_Data in this exercise_

--

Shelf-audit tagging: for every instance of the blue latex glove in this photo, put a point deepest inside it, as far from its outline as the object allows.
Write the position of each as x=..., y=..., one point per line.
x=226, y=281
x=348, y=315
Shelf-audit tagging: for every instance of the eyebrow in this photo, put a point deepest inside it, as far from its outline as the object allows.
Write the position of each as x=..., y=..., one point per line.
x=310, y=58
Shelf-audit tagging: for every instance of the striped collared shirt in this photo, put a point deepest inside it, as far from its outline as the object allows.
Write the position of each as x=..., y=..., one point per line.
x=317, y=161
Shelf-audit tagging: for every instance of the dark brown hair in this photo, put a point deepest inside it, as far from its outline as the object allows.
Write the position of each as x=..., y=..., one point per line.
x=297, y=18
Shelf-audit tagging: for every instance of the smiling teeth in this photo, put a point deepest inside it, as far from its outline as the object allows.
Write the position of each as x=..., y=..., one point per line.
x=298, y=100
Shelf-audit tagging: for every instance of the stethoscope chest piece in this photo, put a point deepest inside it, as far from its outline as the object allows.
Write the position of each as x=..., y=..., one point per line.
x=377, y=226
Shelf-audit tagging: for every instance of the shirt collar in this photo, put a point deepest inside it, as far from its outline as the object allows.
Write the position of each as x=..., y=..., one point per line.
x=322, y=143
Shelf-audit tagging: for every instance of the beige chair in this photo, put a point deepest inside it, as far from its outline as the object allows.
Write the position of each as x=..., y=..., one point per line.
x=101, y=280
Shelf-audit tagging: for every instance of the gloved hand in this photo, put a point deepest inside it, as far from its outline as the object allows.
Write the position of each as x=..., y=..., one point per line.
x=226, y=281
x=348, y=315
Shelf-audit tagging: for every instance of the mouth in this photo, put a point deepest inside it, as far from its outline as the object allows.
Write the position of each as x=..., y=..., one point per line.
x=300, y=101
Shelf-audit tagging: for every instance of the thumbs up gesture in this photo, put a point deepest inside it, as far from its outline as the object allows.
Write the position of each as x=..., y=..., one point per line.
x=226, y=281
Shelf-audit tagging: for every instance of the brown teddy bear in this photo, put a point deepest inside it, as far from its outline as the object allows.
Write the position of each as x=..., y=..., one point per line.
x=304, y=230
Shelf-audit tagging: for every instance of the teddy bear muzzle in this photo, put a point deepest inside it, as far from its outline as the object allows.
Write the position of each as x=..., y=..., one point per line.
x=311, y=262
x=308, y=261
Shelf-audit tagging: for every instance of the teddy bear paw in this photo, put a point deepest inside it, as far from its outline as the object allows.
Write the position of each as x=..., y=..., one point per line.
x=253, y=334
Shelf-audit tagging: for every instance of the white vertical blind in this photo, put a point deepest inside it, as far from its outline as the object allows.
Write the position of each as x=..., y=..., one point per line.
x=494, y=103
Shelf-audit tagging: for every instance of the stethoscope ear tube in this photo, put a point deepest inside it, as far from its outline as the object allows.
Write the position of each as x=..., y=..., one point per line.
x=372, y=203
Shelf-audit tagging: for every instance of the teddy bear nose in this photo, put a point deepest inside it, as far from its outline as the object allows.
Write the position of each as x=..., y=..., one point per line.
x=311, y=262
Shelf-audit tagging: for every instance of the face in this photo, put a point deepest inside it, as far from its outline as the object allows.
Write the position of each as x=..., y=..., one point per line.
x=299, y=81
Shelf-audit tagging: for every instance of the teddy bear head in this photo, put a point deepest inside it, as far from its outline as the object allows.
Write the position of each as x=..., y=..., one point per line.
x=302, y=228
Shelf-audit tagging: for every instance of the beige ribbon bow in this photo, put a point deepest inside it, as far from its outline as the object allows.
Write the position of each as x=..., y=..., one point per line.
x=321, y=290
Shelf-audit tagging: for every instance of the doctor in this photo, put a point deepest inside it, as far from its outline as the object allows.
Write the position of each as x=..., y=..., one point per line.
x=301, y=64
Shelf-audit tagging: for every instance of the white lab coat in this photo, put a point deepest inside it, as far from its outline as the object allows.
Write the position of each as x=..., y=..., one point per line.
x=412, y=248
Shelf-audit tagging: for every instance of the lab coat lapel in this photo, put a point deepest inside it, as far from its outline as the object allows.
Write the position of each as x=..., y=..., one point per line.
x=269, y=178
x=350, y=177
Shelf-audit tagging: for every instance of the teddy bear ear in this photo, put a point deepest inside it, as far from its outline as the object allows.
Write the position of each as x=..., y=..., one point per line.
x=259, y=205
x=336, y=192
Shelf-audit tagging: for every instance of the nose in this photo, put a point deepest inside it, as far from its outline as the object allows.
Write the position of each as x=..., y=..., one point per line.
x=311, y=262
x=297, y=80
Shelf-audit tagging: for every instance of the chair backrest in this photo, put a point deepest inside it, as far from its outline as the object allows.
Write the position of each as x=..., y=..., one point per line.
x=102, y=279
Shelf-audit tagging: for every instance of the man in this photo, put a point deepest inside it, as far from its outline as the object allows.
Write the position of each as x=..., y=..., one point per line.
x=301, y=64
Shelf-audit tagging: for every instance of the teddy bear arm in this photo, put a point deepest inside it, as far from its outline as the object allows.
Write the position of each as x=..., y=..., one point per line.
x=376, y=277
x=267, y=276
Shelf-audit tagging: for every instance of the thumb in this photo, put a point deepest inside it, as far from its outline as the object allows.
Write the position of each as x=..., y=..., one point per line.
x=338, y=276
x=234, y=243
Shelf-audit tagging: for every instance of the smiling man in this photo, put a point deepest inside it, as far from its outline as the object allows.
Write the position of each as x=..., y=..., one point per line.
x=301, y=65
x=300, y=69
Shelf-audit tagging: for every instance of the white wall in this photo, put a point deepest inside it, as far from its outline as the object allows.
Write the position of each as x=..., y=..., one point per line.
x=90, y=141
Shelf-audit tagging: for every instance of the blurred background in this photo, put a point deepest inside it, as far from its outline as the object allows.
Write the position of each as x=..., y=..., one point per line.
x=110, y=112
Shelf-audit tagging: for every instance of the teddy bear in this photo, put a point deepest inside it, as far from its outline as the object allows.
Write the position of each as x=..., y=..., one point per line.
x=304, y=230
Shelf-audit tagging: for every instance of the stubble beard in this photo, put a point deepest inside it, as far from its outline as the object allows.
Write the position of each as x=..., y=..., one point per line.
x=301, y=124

--

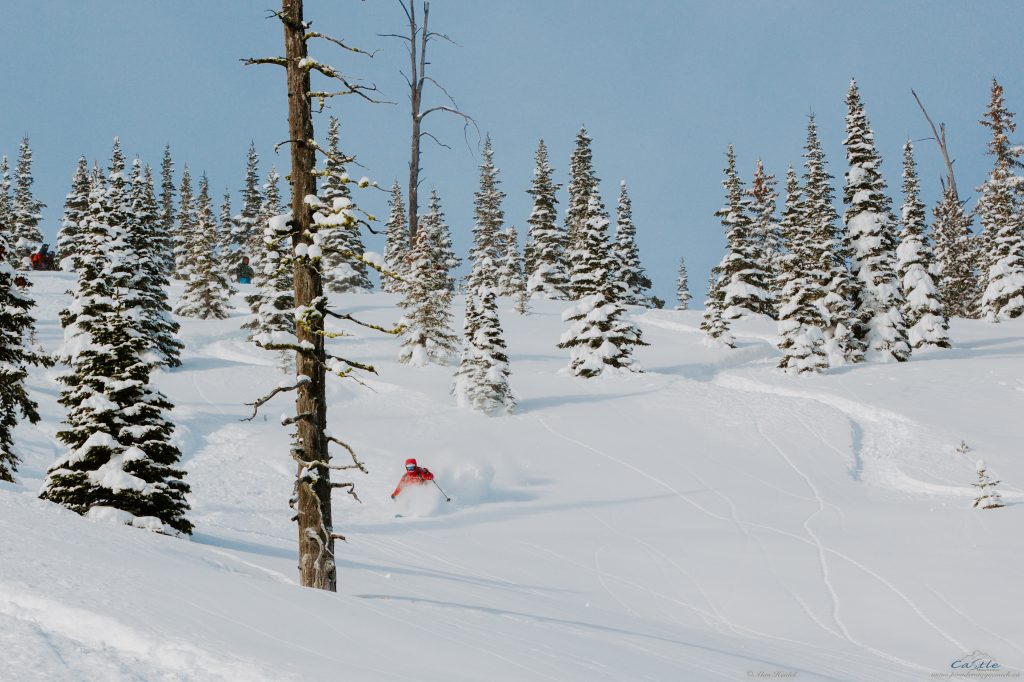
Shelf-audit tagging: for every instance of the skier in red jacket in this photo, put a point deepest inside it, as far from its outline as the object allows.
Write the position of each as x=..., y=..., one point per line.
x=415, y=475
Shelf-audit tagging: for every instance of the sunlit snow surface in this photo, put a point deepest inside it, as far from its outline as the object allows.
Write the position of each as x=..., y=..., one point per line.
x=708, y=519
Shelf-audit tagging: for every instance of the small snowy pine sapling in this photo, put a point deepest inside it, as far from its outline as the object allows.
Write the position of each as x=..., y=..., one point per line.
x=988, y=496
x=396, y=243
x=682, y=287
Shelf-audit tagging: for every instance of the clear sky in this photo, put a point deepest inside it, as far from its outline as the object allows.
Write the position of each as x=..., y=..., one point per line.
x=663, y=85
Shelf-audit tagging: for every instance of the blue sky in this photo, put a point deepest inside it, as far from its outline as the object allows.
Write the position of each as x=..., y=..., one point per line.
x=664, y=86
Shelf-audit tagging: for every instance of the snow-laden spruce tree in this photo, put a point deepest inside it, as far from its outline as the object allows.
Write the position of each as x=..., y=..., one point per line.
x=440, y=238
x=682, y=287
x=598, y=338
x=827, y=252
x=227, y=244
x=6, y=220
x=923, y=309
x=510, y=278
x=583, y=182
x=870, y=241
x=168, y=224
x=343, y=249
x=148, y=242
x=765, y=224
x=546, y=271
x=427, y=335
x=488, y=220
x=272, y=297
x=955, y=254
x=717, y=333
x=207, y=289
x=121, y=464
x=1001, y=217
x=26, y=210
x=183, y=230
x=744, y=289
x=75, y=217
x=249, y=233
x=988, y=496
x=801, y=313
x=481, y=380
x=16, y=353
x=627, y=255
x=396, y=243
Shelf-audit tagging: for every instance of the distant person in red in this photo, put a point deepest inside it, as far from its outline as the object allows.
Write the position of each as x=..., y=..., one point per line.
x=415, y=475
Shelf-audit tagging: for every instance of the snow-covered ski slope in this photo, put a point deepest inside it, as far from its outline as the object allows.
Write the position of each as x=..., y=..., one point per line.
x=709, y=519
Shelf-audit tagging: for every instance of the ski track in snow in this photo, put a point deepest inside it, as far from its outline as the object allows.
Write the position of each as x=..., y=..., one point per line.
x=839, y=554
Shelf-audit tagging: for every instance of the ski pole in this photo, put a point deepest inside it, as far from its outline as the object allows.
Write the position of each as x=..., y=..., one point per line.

--

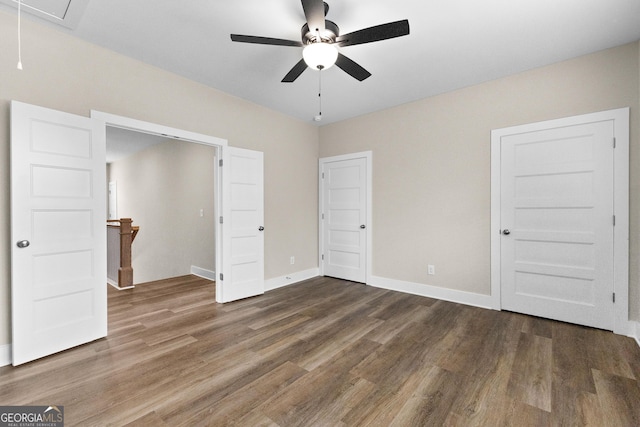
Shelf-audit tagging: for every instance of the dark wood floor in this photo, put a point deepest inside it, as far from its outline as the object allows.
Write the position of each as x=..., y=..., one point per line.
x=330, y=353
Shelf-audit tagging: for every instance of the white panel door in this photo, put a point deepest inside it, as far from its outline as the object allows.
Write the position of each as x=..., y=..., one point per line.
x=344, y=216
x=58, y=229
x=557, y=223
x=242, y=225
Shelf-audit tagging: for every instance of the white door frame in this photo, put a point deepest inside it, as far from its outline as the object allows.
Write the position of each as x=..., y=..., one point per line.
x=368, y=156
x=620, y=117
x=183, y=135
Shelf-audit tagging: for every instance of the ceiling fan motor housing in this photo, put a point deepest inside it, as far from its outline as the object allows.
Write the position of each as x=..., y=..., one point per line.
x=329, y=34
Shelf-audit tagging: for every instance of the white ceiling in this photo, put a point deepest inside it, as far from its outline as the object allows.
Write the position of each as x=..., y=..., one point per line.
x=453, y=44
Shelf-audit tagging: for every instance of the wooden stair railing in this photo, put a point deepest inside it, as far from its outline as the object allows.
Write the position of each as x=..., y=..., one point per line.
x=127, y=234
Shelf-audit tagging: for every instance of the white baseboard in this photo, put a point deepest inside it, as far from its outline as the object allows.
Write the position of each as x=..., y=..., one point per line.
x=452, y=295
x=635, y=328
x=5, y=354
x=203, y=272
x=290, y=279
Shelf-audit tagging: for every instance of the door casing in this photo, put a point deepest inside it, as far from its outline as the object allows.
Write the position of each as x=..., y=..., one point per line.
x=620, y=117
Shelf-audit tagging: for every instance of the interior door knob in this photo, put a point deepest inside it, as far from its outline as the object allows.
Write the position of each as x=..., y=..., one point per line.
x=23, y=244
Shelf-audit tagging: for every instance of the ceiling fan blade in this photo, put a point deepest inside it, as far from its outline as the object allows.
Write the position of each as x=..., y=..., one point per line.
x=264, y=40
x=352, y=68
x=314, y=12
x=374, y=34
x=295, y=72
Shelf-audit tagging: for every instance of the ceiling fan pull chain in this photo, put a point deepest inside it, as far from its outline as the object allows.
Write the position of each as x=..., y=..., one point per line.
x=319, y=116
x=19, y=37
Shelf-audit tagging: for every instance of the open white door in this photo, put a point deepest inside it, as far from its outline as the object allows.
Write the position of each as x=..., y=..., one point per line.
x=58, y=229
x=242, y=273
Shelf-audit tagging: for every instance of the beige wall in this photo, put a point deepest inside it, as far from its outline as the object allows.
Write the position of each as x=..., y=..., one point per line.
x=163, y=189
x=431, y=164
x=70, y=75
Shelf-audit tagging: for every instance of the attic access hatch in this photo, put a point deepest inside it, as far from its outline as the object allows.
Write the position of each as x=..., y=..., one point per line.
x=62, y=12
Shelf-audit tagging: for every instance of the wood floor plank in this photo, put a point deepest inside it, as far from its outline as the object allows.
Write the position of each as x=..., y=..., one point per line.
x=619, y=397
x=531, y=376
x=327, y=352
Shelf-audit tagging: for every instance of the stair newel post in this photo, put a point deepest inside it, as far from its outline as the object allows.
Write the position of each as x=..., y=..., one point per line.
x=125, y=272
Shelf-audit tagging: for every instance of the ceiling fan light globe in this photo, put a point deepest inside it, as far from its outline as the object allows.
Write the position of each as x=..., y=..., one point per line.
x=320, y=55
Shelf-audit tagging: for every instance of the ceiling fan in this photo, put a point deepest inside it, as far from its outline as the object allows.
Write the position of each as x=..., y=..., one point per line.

--

All lines above holding the word "chair" make up the answer; copy each one.

_Answer section_
Shelf-audit tagging: for every instance of the beige chair in this photo, put a point deepest inside it, as far from its outline as the object allows.
Shelf-audit tagging: for every instance of the chair backrest in this photo, put a point deepest inside it, as far from its outline as the object allows.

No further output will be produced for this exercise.